>> START Source records

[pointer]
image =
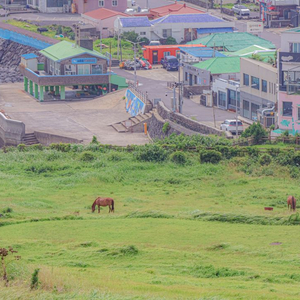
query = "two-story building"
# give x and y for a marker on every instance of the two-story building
(289, 81)
(67, 65)
(258, 87)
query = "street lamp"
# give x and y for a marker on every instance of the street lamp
(134, 49)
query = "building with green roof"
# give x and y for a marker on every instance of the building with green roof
(68, 65)
(232, 41)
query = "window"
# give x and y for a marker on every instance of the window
(222, 99)
(83, 69)
(167, 33)
(255, 82)
(246, 109)
(70, 70)
(264, 86)
(246, 79)
(97, 69)
(56, 3)
(295, 47)
(287, 109)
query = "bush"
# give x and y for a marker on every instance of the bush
(256, 131)
(178, 157)
(151, 152)
(87, 156)
(166, 128)
(210, 156)
(265, 159)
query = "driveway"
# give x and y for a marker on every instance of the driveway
(76, 119)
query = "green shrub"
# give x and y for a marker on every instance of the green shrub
(265, 159)
(151, 152)
(178, 157)
(256, 131)
(166, 128)
(87, 156)
(21, 147)
(210, 156)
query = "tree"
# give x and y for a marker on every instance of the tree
(130, 36)
(170, 41)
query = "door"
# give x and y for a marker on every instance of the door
(155, 57)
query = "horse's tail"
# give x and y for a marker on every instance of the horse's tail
(293, 203)
(93, 206)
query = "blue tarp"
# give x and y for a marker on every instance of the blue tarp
(214, 30)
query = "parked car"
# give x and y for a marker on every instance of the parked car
(241, 10)
(230, 125)
(170, 63)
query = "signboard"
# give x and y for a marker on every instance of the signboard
(255, 27)
(89, 60)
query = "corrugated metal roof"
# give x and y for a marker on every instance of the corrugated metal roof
(220, 65)
(187, 18)
(233, 41)
(29, 55)
(201, 52)
(65, 50)
(214, 30)
(135, 22)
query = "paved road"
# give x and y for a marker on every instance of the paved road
(158, 89)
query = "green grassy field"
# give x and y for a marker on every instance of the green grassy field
(193, 231)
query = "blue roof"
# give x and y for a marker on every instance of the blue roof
(135, 22)
(214, 30)
(29, 55)
(201, 52)
(187, 18)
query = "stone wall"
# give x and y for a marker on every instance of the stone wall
(11, 131)
(185, 121)
(10, 58)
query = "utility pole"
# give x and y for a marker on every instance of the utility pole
(134, 65)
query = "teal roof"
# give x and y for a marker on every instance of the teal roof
(220, 65)
(233, 41)
(64, 50)
(297, 29)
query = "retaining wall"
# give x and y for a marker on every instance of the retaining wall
(11, 131)
(185, 121)
(47, 138)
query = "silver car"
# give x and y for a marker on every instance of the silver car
(241, 10)
(230, 125)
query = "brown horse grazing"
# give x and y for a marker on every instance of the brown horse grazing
(291, 201)
(104, 202)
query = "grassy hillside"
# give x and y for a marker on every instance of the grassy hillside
(179, 231)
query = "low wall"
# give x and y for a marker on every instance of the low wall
(11, 131)
(186, 122)
(47, 138)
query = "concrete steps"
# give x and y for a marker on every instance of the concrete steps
(127, 125)
(30, 139)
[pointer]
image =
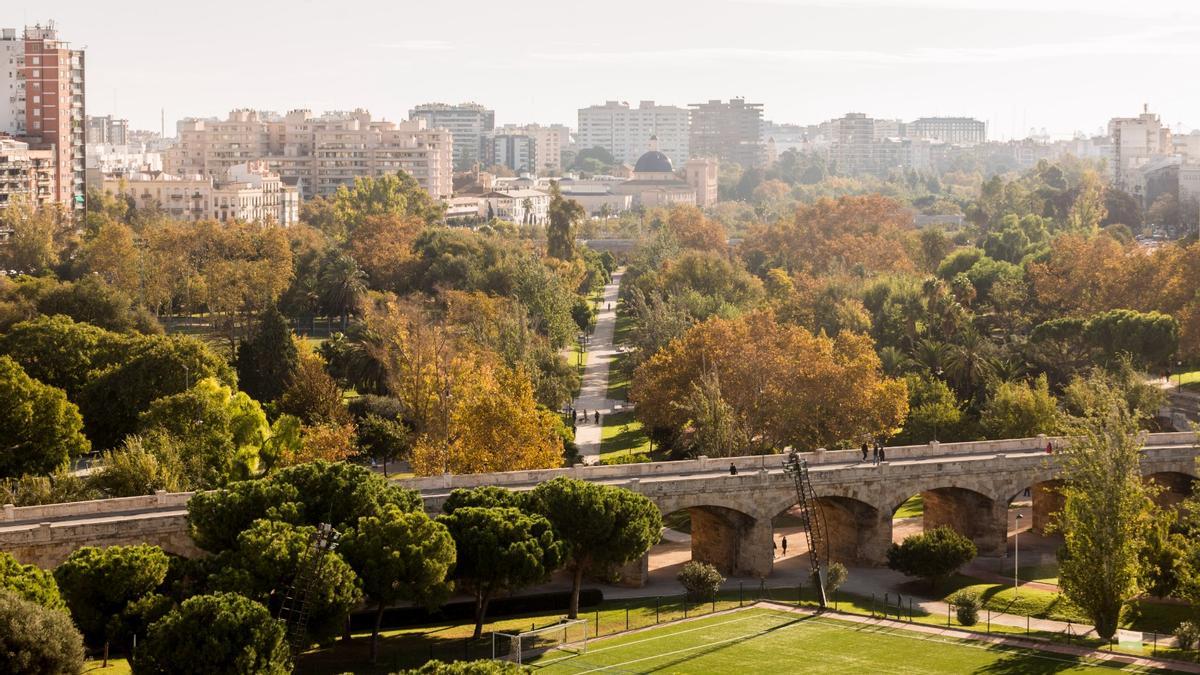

>> END Source records

**Set problem:** Which lines in the data above contain the word "horse"? Report each of them in full.

**Reply to the exercise:**
query = "horse's tail"
# give x and y for a marker on every instance of the horse's tail
query = "brown horse grazing"
# give x and y for a marker on every instance of the brown horse grazing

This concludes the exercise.